- [PROBLEMS TO WORK ON]:
[a] Duplicate the part of the Research Roundup post starting at "Welcome to this" and ending at "on the website.".
[b] According to the Research Roundup post, how long did the Zika vaccine take to go from inception to manufacturing?
[c] Resume the Research Roundup post after its last sentence and keep writing it.

- [PAGE EXTRACT]:
------------------------------------------------
Welcome to this week’s Research Roundup. These Friday posts aim to inform our readers about the many stories that relate to animal research each week. Do you have an animal research story we should include in next week’s Research Roundup? You can send it to us via our Facebook page or through the contact form on the website.
- Two NIH researchers nominated for prestigious public service award for Zika work. Each year, the Samuel J. Heyman Service to America Medals (dubbed “The Sammies”) highlight excellence in our federal workforce and inspire other talented and dedicated individuals to go into public service. Known as “The Oscars” of government service, these awards are a highly respected honor with a vigorous selection process. This year, Drs.Barney S. Graham, M.D., Ph.D And Theodore C. Pierson, Ph.D., from the National Institute of Allergy and Infectious Diseases (NIAID) at NIH, are finalists for the 2018 Promising Innovations Medal for their work in developing a promising vaccine now in clinical testing to prevent the Zika virus. The vaccine moved from inception to manufacturing in an unprecedented three months — an exceptionally short time frame — and was possible because of concurrent in vitro and in vivo testing. Crucially, the team conducted animal studies (in mice and nonhuman primates) to determine effectiveness, and concurrent Phase I human trials to demonstrate safety, prior to the clinical trial. Voting is open now to the public, and winners will be announced in July.
------------------------------------------------
- [THE DATA]:
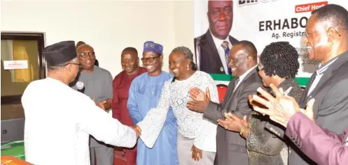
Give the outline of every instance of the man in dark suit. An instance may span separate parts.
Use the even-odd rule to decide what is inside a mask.
[[[227,58],[230,49],[238,40],[229,36],[233,22],[233,1],[209,1],[209,29],[195,38],[196,64],[207,73],[231,74]]]
[[[267,100],[257,95],[249,97],[250,102],[267,107],[254,109],[286,127],[286,135],[318,164],[348,164],[348,129],[344,134],[337,134],[321,127],[313,122],[314,99],[307,102],[305,110],[300,109],[295,99],[284,96],[274,85],[271,88],[275,97],[262,89],[259,92]]]
[[[229,65],[236,78],[228,84],[222,104],[210,102],[207,97],[209,91],[206,92],[205,98],[199,101],[202,100],[203,92],[197,88],[190,91],[193,100],[188,102],[188,109],[204,112],[204,118],[214,123],[217,123],[218,119],[225,120],[225,113],[235,113],[239,118],[248,116],[252,110],[248,96],[256,94],[256,89],[263,86],[256,68],[257,50],[251,42],[240,41],[233,46],[230,54]],[[228,127],[218,126],[214,164],[249,164],[245,139],[239,132],[226,129]]]
[[[307,101],[314,98],[315,123],[343,134],[348,125],[348,11],[335,4],[319,8],[312,13],[306,32],[308,56],[321,63],[307,85],[300,107],[305,107]],[[284,135],[284,130],[270,124],[266,127]],[[297,146],[291,147],[288,164],[316,164]]]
------------------------------------------------
- [EXERCISE RESPONSES]:
[a]
Welcome to this week’s Research Roundup. These Friday posts aim to inform our readers about the many stories that relate to animal research each week. Do you have an animal research story we should include in next week’s Research Roundup? You can send it to us via our Facebook page or through the contact form on the website.

[b] Three months.

[c]
- New research suggests that some memories can be stored in an organism’s genetic code. A unique study in snails – in which memories appear to have been translated from one animal to another – served as the basis for this finding. A team of UCLA researchers trained animals to become sensitized to an electronic stimulus. They then transplanted RNA from the nervous system of one snail to another. Fascinatingly, the snail that received the transplanted genetic material demonstrated the same trained reflexes to the electronic stimulus as the animal that provided the RNA. These findings have evolutionary implications for memory functioning in humans. “The way science proceeds is, you figure out the simple things first, and then you build on them,” said David L. Glanzman, a UCLA neuroscientist and lead author of the study. “Many of the cellular mechanisms of learning and memory that we identify in all animals were first observed in the snail.” The findings are published in the journal Neuro.